__Source records__
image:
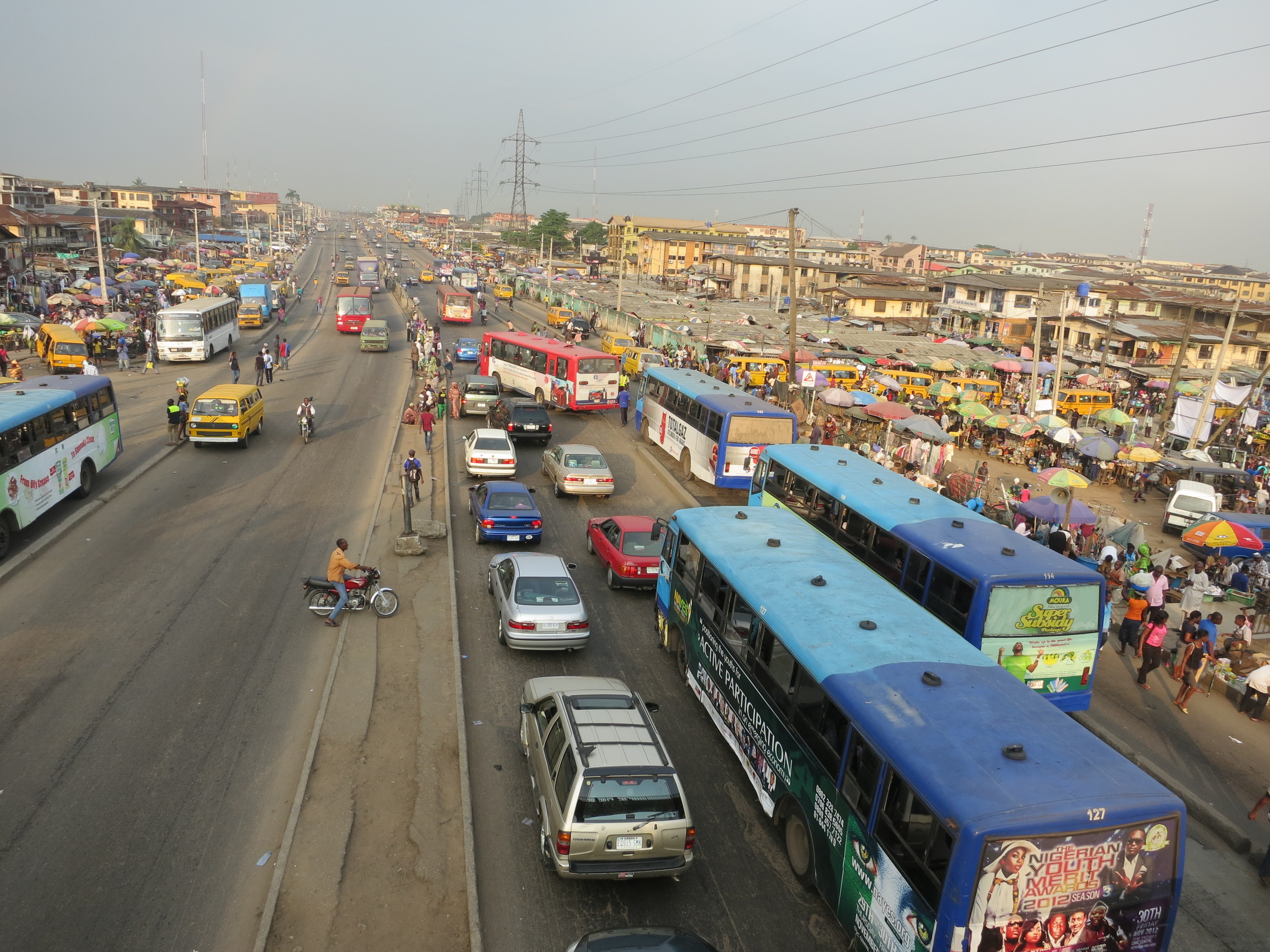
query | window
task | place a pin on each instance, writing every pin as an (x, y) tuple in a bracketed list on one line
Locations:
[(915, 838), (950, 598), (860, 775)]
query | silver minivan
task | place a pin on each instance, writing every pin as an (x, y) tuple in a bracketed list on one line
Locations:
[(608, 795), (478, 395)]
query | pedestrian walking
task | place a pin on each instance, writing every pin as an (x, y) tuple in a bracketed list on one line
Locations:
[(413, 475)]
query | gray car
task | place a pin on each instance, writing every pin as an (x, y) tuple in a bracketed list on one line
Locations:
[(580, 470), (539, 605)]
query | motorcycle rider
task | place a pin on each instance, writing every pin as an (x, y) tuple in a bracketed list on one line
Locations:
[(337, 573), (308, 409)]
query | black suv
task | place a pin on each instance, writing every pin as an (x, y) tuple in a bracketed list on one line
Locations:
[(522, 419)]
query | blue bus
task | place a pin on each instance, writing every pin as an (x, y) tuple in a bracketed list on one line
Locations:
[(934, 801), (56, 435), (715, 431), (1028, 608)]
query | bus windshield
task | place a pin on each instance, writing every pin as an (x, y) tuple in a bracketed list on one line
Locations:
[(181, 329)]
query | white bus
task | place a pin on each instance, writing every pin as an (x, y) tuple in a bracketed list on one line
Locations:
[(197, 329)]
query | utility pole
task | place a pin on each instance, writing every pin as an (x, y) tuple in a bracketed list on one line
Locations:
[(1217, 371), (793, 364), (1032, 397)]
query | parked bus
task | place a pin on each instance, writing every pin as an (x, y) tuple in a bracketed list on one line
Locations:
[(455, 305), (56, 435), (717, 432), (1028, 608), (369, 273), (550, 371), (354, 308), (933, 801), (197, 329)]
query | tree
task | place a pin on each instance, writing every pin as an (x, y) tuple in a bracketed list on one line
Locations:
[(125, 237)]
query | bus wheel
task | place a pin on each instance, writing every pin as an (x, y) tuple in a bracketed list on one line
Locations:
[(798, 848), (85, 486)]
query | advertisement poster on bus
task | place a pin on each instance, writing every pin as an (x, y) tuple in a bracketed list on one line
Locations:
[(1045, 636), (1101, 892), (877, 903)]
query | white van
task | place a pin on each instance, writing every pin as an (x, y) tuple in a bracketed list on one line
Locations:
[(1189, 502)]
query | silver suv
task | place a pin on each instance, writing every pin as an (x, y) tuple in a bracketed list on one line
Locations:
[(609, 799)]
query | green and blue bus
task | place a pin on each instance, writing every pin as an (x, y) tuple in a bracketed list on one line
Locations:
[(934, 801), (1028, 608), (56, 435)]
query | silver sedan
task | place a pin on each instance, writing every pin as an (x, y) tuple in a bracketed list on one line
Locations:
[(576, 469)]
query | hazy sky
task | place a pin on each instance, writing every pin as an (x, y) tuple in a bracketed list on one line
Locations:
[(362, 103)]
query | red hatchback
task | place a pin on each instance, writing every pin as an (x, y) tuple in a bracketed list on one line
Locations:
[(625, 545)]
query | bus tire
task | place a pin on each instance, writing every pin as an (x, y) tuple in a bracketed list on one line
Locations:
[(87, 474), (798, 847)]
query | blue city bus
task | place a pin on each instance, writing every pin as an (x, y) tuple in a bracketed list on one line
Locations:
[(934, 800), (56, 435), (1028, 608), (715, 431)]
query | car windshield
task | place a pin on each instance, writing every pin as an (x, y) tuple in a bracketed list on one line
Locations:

__Exercise details__
Write out all of the data above as a numbered list, one line per number, with blank lines dropped and the pictures left out.

__Solution to the exercise__
1. image:
2. query | window
3. task | place a pin on each instance, writing every pin as an (x, y) tuple in a bracketed list on one line
4. Locations:
5. [(915, 838), (950, 598), (860, 775)]
6. query | silver minivan
7. task | place a pin on each instance, writing every pin as an (x, y) tuple in a bracketed list on one line
8. Locations:
9. [(608, 795), (478, 395)]
10. query | pedestrian walking
11. task | place a pin on each instance, writing every pin as an (x, y) tuple in a bracketed list on one line
12. Locations:
13. [(413, 475)]
14. query | gray car
15. task | place a pin on each instance, writing every pin as an (x, y) tuple in a bracketed list on one line
16. Locations:
17. [(580, 470), (539, 605)]
18. query | motorcycle rider
19. task | place a pin on each instance, writing every pin as an (x, y) tuple in a bracketed list on one line
20. Locations:
21. [(337, 573), (308, 409)]
22. query | black suv
23. task | place a pin on each instance, writing every pin as an (x, y) tuple in a bracketed list on one line
24. Locations:
25. [(522, 419)]
26. query | blue bus
27. task | place a pin on each instance, writing every pin as an (x, y) tuple in a bracketed list on one line
28. Locations:
29. [(934, 801), (56, 435), (715, 431), (1028, 608)]
30. query | bus windshield
31. task | place a pin on each instance, writing every pin as an (x, y) tuple in a bracketed list on one line
32. Locations:
33. [(181, 329)]
34. query | white bus
35. task | place a pin on each instance, writing every pin as an (x, y) tuple in a bracketed list on one line
36. Locations:
37. [(197, 329)]
38. query | utility pole
39. task | place a pin on each instance, writing every pin as an (x, y) tuple in a bracketed list on one line
40. Locations:
41. [(1217, 371), (793, 364), (1032, 397)]
42. query | parked bus
43. task | place a pin on each instance, writing every pin as an (x, y) tuple in a bracketed list on one line
44. Locations:
45. [(455, 305), (56, 435), (717, 432), (1028, 608), (369, 273), (550, 371), (354, 308), (933, 801), (197, 329)]
46. query | tree
47. task | place a pin on each instance, writing every pin as an (x, y) tuple in a bracketed list on one line
48. Locations:
49. [(125, 237)]
50. query | bus wheel
51. task | place a pin on each instance, writing every pin as an (x, y) tuple in a bracketed list on one line
52. Locations:
53. [(798, 848), (85, 486)]
54. query | advertisement poster on bus
55. task | place a pin on each instance, writing every pin as an (x, y) tuple in a bracketed list on one line
56. Locations:
57. [(1045, 636), (1101, 892), (877, 903)]
58. query | white van
59. task | place a pin on each instance, writing every pin as an (x, y) tuple in a bracketed list on one line
60. Locations:
61. [(1189, 502)]
62. query | silver suv
63. task | place a pin on each instance, writing every pin as an (x, y) tuple in a bracketed list on one line
64. Locations:
65. [(609, 799)]
66. query | green and blue bus
67. task | place a pin on each instance, writing every pin as an (x, y) tuple in a bracketed list on one line
68. Locations:
69. [(934, 801), (1028, 608), (56, 435)]
70. query | silver sedan
71. task | place a pin on each instance, writing every pin as an (x, y) tuple in a bracketed list on one line
72. Locations:
73. [(576, 469)]
74. query | hazy sky
75. task | place a pin on each instance, writing every pin as an (x, y) tuple in a bracketed list on one line
76. Locations:
77. [(362, 103)]
78. query | red hatchback
79. task | place a pin on each instance, writing every pin as an (x, y) tuple in a bracketed list on one line
80. Locations:
81. [(625, 545)]
82. query | bus tire
83. task | place a pin on each instance, writing every pin as an (x, y) tuple in a bracketed list on one line
84. Locations:
85. [(87, 474), (798, 847)]
86. query | blue city bus
87. task | place a pin on each instance, writing every pin as an (x, y) tuple in a bracketed list on one line
88. Locations:
89. [(934, 800), (56, 435), (1028, 608), (715, 431)]
90. query | car windshield
91. task | place a pin on each instance, writing every pin as an (x, y) tuple in a bracketed list on one line
92. Locations:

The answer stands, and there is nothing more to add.